● **PASSAGE PROVIDED**
☆ ☆ ☆

Hacking at the Voynich manuscript - Side notes
102 Tabulating the most popular words and labels

Last edited on 2002-01-17 02:38:56 by stolfi

INTRODUCTION

  Here we tabulate the most popular words and labels, 
  globally and by section.

SETTING UP THE ENVIRONMENT

  Links:

    ln -s ../../capitalize-ligatures
    ln -s ../../compute-cum-freqs
    ln -s ../../combine-counts
    ln -s ../../update-paper-include

    ln -s ../100/sample

  Paper directories:

    set tbldir = "/home/staff/stolfi/papers/voynich-stats/techrep/tables/auto"
    set figdir = "/home/staff/stolfi/papers/voynich-stats/techrep/figures/auto"

☆ ☆ ☆

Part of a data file
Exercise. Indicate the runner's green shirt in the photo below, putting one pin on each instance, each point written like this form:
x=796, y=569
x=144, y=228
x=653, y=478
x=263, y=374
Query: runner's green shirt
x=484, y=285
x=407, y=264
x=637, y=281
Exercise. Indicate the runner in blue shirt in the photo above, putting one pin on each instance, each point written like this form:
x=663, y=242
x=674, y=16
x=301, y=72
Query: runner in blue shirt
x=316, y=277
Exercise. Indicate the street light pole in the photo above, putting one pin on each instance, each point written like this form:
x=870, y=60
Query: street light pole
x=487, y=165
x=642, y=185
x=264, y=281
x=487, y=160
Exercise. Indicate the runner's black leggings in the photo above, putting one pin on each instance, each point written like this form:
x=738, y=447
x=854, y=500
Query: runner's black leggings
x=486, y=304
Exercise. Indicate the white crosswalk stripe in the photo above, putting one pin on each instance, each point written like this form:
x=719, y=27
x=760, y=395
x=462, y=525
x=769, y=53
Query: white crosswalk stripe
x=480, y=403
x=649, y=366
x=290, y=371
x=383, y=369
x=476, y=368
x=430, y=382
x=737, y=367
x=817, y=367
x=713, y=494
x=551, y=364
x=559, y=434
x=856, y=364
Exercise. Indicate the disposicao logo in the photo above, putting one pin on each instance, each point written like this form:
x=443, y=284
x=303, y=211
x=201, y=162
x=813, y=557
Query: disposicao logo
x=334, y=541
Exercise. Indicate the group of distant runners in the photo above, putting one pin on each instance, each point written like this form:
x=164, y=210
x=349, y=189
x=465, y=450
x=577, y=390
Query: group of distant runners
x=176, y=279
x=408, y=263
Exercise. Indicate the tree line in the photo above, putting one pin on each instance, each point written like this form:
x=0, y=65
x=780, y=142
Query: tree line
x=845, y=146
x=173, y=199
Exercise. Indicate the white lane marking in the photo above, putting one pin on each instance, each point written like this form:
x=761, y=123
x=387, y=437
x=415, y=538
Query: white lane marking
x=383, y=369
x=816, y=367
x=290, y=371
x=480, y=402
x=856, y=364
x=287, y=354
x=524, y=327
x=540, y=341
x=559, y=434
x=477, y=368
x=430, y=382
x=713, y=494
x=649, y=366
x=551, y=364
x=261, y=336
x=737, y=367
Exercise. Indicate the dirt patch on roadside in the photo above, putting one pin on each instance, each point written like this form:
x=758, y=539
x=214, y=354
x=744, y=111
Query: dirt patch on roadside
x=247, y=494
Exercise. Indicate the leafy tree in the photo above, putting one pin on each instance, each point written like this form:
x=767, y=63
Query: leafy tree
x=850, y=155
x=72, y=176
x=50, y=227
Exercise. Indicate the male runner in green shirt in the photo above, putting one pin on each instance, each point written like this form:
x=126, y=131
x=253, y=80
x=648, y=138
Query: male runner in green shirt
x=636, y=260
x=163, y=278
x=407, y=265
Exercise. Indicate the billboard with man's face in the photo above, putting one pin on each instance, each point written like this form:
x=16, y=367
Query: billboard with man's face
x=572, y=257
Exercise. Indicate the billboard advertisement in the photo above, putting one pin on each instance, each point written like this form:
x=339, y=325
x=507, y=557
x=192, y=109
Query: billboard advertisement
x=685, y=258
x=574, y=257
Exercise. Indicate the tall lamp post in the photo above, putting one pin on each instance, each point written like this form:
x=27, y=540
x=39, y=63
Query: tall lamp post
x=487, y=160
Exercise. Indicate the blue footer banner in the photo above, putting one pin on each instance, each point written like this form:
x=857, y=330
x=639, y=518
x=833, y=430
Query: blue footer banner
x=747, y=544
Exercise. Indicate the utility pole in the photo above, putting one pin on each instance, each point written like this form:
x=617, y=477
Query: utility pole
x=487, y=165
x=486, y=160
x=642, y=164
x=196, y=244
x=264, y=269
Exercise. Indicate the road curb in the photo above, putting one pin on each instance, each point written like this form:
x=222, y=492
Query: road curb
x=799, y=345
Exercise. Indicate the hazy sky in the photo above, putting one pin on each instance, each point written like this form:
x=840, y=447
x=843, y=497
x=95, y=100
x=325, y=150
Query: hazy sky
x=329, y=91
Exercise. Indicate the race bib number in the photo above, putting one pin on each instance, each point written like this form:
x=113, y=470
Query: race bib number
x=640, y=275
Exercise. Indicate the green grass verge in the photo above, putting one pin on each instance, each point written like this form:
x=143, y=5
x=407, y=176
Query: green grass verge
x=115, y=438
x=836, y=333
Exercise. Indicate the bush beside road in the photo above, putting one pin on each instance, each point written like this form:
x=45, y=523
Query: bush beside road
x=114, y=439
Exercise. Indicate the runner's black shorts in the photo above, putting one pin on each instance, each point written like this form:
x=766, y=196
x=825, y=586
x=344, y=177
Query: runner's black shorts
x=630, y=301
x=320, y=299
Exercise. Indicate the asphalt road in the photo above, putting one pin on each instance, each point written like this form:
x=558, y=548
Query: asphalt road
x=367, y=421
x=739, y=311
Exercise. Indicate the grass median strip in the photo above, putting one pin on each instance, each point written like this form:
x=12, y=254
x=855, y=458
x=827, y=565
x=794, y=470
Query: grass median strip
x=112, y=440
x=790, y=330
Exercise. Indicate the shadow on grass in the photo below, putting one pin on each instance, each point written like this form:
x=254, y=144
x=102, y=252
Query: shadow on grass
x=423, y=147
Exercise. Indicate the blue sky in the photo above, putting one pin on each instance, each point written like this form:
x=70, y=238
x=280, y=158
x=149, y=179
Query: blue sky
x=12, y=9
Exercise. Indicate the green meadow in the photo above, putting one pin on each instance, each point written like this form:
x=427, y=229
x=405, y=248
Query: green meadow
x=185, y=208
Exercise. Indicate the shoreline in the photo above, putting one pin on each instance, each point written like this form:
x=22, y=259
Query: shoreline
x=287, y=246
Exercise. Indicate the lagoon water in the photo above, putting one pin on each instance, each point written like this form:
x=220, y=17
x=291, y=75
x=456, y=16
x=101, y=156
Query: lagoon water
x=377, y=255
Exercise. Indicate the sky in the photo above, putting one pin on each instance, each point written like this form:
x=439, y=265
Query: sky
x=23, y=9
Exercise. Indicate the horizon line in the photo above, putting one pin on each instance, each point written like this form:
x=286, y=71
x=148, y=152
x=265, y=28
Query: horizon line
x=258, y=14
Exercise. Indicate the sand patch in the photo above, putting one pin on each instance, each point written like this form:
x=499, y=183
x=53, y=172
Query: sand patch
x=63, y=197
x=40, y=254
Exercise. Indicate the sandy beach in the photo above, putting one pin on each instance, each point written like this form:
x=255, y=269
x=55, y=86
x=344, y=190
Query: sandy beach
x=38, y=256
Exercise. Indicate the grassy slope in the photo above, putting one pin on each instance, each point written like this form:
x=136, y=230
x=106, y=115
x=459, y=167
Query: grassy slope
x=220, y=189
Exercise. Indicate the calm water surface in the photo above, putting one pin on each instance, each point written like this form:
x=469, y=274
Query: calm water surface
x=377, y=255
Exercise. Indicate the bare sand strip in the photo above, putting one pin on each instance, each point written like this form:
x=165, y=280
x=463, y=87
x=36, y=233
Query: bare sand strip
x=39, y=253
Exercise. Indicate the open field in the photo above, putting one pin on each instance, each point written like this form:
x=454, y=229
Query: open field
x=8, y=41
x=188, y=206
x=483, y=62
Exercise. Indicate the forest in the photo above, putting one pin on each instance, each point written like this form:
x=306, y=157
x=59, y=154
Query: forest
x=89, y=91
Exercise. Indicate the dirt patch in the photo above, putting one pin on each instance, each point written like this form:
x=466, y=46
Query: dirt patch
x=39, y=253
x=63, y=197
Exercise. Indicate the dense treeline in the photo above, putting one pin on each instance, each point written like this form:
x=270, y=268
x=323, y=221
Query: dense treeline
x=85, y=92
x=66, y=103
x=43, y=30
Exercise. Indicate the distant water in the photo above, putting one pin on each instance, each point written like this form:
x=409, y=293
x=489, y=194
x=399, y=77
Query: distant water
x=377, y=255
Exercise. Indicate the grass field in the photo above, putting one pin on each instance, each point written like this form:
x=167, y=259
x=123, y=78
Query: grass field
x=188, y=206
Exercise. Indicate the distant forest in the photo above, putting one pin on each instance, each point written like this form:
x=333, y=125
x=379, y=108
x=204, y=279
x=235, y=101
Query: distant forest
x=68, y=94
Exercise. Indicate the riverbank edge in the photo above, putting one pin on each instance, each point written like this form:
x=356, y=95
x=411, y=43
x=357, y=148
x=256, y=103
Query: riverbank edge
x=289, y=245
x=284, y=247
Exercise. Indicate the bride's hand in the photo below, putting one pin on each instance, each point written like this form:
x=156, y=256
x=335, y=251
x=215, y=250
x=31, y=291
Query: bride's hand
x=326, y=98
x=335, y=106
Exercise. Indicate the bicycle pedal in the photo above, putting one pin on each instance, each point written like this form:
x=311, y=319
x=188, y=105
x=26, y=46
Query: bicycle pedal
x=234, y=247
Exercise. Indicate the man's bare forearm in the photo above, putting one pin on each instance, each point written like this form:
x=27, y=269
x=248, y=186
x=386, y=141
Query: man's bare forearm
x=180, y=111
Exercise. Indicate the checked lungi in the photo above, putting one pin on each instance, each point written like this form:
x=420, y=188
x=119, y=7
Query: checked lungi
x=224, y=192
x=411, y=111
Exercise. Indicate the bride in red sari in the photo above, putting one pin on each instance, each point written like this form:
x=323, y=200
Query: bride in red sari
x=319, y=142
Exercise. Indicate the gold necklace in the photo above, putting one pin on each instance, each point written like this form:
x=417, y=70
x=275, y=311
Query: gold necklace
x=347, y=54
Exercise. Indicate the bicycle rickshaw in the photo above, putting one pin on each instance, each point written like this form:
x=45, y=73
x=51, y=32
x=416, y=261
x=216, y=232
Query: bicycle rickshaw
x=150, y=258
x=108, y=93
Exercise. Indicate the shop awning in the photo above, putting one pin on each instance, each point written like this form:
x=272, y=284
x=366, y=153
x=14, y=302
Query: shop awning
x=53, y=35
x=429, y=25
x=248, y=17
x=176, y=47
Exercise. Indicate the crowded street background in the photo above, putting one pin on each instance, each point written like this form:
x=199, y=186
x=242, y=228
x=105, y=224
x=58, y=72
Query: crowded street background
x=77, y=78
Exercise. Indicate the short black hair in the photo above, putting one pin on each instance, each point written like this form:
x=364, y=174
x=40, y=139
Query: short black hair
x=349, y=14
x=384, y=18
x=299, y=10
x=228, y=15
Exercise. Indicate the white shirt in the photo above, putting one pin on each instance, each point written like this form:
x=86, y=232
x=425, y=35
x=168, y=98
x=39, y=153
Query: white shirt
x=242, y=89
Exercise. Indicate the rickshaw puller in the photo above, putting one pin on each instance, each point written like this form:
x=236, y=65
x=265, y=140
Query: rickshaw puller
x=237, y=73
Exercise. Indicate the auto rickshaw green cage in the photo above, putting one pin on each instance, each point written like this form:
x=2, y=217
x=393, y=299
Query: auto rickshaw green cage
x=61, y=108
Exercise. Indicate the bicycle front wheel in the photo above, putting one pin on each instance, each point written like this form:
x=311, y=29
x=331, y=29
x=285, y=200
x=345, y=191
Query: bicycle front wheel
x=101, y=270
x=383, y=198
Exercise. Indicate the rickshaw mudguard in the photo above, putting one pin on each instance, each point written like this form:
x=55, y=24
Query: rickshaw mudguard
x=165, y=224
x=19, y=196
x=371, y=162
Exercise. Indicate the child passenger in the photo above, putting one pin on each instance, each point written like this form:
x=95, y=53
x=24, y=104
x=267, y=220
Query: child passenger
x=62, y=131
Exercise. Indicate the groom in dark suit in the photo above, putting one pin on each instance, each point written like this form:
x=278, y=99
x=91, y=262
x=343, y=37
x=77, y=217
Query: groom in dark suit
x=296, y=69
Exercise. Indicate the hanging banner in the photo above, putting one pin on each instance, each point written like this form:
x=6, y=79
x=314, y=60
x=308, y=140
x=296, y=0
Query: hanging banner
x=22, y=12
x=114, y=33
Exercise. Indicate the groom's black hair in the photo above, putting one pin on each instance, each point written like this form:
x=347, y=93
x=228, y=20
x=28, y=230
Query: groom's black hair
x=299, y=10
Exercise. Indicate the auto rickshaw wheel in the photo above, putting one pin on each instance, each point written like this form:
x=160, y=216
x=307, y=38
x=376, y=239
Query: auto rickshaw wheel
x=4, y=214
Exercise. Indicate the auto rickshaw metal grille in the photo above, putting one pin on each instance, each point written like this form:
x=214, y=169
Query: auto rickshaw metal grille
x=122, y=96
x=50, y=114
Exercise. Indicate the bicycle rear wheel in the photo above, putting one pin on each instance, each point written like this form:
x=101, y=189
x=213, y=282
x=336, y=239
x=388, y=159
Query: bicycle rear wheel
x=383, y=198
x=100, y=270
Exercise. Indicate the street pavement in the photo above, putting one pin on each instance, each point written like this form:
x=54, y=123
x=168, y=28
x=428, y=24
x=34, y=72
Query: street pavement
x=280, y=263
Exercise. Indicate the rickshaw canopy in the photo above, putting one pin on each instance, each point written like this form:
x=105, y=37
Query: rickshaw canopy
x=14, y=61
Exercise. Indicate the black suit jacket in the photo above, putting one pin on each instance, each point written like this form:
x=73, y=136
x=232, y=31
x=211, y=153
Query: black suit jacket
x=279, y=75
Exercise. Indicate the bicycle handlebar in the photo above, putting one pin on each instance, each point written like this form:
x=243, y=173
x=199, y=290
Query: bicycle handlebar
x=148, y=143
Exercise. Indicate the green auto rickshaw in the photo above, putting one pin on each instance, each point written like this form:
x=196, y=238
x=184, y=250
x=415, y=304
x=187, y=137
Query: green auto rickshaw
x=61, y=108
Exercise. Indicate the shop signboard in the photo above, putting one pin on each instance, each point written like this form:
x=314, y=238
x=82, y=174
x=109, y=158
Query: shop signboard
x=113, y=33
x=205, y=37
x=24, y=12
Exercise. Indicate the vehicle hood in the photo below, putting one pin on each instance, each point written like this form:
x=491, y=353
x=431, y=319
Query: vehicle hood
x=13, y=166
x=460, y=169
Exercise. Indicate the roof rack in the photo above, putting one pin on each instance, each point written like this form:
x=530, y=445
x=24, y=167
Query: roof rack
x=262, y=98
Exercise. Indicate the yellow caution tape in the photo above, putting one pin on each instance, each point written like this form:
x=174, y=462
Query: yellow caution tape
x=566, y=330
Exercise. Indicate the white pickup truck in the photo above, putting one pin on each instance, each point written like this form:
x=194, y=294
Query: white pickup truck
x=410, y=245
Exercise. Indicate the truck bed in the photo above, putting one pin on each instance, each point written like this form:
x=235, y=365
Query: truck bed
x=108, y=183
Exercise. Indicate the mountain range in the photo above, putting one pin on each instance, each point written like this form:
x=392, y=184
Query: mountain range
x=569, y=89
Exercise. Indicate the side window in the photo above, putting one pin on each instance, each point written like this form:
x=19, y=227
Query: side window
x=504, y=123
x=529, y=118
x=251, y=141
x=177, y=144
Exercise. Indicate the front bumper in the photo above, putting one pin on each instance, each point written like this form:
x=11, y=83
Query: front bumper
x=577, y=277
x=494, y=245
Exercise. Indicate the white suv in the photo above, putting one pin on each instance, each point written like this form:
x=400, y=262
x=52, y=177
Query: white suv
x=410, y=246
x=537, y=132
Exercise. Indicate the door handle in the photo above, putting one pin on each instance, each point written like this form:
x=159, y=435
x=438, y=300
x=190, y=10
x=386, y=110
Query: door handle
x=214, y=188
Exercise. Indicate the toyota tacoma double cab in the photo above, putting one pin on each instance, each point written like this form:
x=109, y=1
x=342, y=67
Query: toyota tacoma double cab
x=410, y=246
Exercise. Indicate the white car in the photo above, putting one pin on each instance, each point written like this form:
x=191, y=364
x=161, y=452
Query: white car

☆ ☆ ☆

● **WRITTEN PROBLEM**
Continue the Voynich manuscript notes on tabulating popular words and labels, starting right after the last line shown.

● **ANSWER TO THE TASK**
TABULATING THE MOST POPULAR WORDS

  Make sure that every sample has at least a trivial tex-encoding function:
  
    set trivial = "/home/staff/stolfi/voynich/work/reencode-words-trivial"
    foreach smpdir ( sample/????/??? )
      set filter = "${smpdir}/reencode-words-for-tex"
      if ( ! -x ${filter} ) then
        echo "linking ${filter} -> ${trivial:t}"
        ( cd $smpdir && ln -s ${trivial} ${filter:t} )
      endif
    end

  Formatted lists of most popular words, for TeX report:
  
    set sampsizes = ( \
      voyp/vms.80 \
      \
      engl/wow.60 \
      engl/cul.60 \
      latn/ptt.60 \
      grek/nwt.60 \
      geez/gok.60 \
      span/qvi.60 \
      viet/ptt.60 \
      chin/ptt.60 \
      chin/red.60 \
      tibe/vim.60 \
      tibe/ccv.60 \
      chrc/red.60 \
      enrc/wow.60 \
      \
      voyl/vms.40 \
      engp/cul.40 \
      engn/wow.40 \
      \
      voyi/vms.40 \
      voyf/vms.40 \
      voym/vms.40 \
    )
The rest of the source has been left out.